**RECORDS FOR THE EXERCISE**:

%%

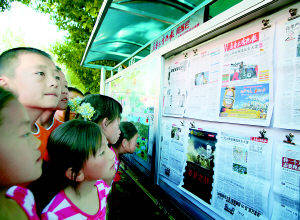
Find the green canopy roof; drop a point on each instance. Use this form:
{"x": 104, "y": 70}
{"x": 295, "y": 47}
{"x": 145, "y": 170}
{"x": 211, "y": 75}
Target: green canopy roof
{"x": 124, "y": 27}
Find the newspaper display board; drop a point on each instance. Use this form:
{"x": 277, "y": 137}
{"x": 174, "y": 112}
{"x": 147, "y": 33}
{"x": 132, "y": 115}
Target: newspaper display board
{"x": 216, "y": 98}
{"x": 236, "y": 82}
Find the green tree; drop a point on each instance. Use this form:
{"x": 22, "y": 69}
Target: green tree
{"x": 78, "y": 18}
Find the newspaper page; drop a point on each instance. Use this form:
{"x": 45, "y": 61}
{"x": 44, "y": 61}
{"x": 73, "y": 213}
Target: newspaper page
{"x": 287, "y": 103}
{"x": 286, "y": 188}
{"x": 172, "y": 152}
{"x": 199, "y": 169}
{"x": 247, "y": 85}
{"x": 175, "y": 89}
{"x": 242, "y": 177}
{"x": 204, "y": 80}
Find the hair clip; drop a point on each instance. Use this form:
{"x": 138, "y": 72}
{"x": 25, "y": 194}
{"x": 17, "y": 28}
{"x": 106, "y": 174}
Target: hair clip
{"x": 293, "y": 14}
{"x": 263, "y": 133}
{"x": 192, "y": 124}
{"x": 74, "y": 103}
{"x": 86, "y": 110}
{"x": 289, "y": 139}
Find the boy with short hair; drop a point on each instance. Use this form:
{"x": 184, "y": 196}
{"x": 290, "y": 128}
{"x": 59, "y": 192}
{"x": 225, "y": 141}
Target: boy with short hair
{"x": 48, "y": 121}
{"x": 32, "y": 75}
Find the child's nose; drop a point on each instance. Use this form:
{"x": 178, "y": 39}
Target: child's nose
{"x": 54, "y": 82}
{"x": 36, "y": 142}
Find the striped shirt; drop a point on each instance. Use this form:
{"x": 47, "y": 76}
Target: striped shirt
{"x": 61, "y": 207}
{"x": 25, "y": 200}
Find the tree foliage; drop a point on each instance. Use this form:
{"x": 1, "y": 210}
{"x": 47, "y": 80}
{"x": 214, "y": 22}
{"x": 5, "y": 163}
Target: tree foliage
{"x": 78, "y": 18}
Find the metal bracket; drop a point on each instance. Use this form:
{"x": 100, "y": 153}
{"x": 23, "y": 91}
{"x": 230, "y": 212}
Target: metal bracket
{"x": 293, "y": 13}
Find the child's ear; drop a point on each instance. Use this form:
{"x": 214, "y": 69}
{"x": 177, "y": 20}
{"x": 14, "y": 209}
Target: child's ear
{"x": 69, "y": 174}
{"x": 125, "y": 144}
{"x": 104, "y": 123}
{"x": 4, "y": 82}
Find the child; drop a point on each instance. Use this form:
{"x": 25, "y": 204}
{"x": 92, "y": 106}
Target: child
{"x": 81, "y": 167}
{"x": 127, "y": 140}
{"x": 107, "y": 115}
{"x": 31, "y": 74}
{"x": 46, "y": 123}
{"x": 20, "y": 160}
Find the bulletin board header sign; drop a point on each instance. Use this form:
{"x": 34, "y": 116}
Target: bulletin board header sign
{"x": 179, "y": 30}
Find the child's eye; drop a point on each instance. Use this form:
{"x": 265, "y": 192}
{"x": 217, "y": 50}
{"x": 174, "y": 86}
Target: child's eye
{"x": 40, "y": 73}
{"x": 101, "y": 153}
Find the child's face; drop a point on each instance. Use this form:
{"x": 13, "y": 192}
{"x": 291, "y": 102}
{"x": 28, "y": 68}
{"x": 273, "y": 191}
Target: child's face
{"x": 72, "y": 95}
{"x": 20, "y": 159}
{"x": 64, "y": 95}
{"x": 36, "y": 81}
{"x": 112, "y": 131}
{"x": 132, "y": 144}
{"x": 102, "y": 166}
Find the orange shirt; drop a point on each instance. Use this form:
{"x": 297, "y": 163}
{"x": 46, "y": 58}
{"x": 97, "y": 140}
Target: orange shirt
{"x": 43, "y": 135}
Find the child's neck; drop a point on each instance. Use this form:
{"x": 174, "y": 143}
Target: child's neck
{"x": 86, "y": 198}
{"x": 46, "y": 118}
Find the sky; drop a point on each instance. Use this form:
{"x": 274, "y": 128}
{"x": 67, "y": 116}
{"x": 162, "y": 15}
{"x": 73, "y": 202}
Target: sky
{"x": 22, "y": 26}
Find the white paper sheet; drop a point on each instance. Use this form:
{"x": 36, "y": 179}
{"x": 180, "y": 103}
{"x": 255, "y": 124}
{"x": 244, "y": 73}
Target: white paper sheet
{"x": 287, "y": 105}
{"x": 242, "y": 176}
{"x": 247, "y": 85}
{"x": 204, "y": 78}
{"x": 287, "y": 182}
{"x": 175, "y": 91}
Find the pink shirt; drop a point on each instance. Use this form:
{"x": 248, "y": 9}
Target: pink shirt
{"x": 117, "y": 162}
{"x": 25, "y": 200}
{"x": 61, "y": 207}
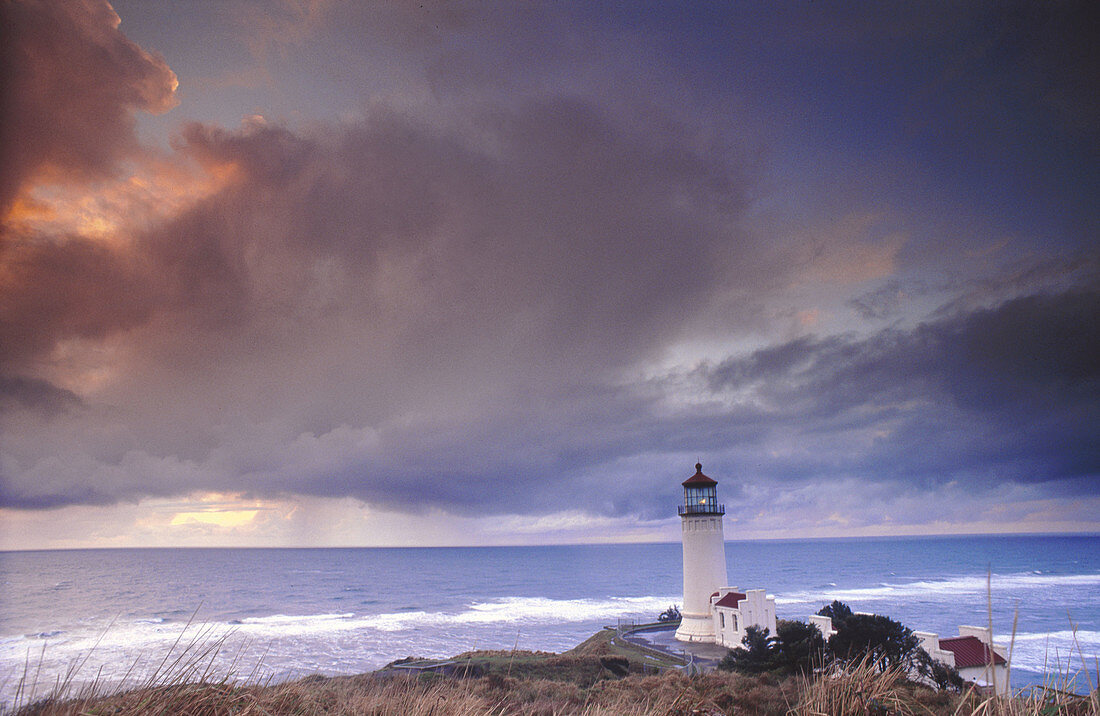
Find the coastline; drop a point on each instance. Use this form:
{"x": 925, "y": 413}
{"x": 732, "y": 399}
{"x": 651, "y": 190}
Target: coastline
{"x": 603, "y": 675}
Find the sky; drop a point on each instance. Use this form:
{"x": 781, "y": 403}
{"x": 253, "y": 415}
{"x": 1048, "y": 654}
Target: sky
{"x": 328, "y": 273}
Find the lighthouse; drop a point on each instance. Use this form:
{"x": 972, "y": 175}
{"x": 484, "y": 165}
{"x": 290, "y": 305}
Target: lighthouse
{"x": 704, "y": 555}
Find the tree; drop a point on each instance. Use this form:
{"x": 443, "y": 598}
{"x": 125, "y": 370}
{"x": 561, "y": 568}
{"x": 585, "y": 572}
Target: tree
{"x": 799, "y": 646}
{"x": 757, "y": 656}
{"x": 876, "y": 636}
{"x": 944, "y": 676}
{"x": 838, "y": 612}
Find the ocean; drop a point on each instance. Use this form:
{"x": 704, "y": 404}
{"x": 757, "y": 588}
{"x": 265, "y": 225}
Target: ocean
{"x": 296, "y": 612}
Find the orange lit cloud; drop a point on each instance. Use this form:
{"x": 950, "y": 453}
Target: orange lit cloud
{"x": 72, "y": 84}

%%

**WHAT TO DO**:
Write out once more the lines above beginning at the line with "Find the lighthouse;"; continue through the final line and stop there.

**ANSWER BELOW**:
Find the lighthouse; drop a point on each instance. Use this form:
{"x": 972, "y": 175}
{"x": 484, "y": 165}
{"x": 290, "y": 305}
Target: lighthouse
{"x": 704, "y": 555}
Find the tree; drop a point on each instance. Use this form:
{"x": 443, "y": 598}
{"x": 125, "y": 370}
{"x": 561, "y": 568}
{"x": 585, "y": 572}
Target: tree
{"x": 799, "y": 646}
{"x": 757, "y": 656}
{"x": 876, "y": 636}
{"x": 944, "y": 676}
{"x": 838, "y": 612}
Find the ocean; drop a point on each instance. Use this form:
{"x": 704, "y": 404}
{"x": 757, "y": 588}
{"x": 265, "y": 225}
Target: ocean
{"x": 296, "y": 612}
Find the orange lit cloud; drop a point on each instance. Use this form:
{"x": 950, "y": 453}
Target: orange lit cloud
{"x": 72, "y": 84}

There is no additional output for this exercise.